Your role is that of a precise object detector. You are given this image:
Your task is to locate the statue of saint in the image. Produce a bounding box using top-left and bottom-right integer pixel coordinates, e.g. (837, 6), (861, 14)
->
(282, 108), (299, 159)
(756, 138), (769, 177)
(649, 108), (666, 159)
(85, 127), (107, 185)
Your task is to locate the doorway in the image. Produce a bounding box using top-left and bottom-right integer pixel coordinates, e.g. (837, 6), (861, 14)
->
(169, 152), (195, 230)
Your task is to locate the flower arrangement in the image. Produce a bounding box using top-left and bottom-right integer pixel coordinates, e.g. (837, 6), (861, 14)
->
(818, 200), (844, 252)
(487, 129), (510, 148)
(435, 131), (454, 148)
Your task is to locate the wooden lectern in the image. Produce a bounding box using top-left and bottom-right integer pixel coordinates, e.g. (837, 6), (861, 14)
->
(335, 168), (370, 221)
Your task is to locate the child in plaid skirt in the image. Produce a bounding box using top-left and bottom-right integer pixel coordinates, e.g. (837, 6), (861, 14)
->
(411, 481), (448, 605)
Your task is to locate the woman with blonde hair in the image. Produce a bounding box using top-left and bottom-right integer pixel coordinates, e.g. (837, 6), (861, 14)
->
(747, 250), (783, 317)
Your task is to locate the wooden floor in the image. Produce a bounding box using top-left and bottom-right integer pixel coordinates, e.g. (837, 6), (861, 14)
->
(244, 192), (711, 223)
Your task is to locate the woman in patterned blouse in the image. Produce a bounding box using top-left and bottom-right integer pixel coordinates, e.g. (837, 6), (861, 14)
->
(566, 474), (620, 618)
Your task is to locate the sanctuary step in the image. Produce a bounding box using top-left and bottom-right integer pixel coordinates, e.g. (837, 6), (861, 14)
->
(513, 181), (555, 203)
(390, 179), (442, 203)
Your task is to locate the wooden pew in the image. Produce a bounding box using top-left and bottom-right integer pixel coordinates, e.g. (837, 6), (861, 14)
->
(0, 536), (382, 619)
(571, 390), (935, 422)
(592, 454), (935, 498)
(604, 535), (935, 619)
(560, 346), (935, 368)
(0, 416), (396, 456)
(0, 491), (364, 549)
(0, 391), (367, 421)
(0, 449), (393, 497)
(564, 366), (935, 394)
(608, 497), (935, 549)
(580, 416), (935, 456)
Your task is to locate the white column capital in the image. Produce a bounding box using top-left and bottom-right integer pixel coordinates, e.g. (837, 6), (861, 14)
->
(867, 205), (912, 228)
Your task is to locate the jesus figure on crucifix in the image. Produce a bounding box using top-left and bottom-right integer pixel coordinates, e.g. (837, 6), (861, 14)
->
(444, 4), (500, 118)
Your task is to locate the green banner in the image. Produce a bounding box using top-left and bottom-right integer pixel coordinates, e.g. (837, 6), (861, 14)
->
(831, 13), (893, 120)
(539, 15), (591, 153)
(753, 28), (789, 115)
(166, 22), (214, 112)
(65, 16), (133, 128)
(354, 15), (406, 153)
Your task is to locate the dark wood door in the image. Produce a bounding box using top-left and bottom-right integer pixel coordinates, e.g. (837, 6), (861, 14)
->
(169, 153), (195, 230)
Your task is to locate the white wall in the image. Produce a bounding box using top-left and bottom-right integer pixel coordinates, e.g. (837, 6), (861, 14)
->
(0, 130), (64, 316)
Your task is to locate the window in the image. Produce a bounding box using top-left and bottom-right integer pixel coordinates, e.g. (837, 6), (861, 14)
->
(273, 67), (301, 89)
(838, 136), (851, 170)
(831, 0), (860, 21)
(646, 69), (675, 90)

# # #

__THE TASK__. Give back exactly the lines from the line holding "Your task is to locate the sanctuary" through the last line of the listing, including both.

__EXERCISE ANSWER__.
Your task is to locate the sanctuary step in the image. Produce a bounding box using top-left and bottom-right integer pixel coordinates, e.g. (837, 6), (861, 14)
->
(513, 181), (555, 203)
(390, 179), (442, 203)
Your task is to locate the wooden pew in the image. Produce a bounding box using top-left and bottom-right integer pixel coordinates, e.g. (837, 6), (861, 14)
->
(0, 536), (382, 619)
(571, 390), (935, 422)
(592, 454), (935, 498)
(604, 535), (935, 619)
(560, 346), (935, 368)
(0, 416), (396, 456)
(0, 491), (364, 549)
(0, 391), (367, 421)
(0, 449), (393, 497)
(564, 366), (935, 394)
(608, 497), (935, 549)
(580, 416), (935, 456)
Your task is to locate the white column capital in the image. Produce a bounding box using top-left and bottom-right integer pixel coordinates, e.g. (837, 6), (861, 14)
->
(867, 205), (912, 228)
Your task is to locate the jesus figure on crucifix in the image. Produce a bounding box using top-left and bottom-right integer pixel coordinates, e.g. (837, 6), (861, 14)
->
(444, 4), (500, 118)
Your task is to locate the green banner in the image. Produce a bounding box using top-left and bottom-right integer pixel coordinates, e.g. (837, 6), (861, 14)
->
(831, 13), (893, 120)
(539, 15), (591, 153)
(753, 28), (789, 115)
(166, 22), (214, 112)
(65, 16), (133, 128)
(354, 15), (406, 153)
Your task is to locate the dark wood door in the image. Produce a bounding box using top-left and bottom-right integer pixel coordinates, e.g. (837, 6), (861, 14)
->
(169, 153), (195, 230)
Your task is to locate the white wall in the image. Produce a bounding box using top-left and bottom-right integer pixel coordinates, e.g. (837, 6), (861, 14)
->
(0, 130), (64, 316)
Your task is to locate the window in the image. Produce a bounding box using top-left and bottom-right integer pixel coordinates, e.g. (837, 6), (861, 14)
->
(273, 67), (301, 89)
(838, 136), (851, 170)
(831, 0), (860, 21)
(646, 69), (675, 90)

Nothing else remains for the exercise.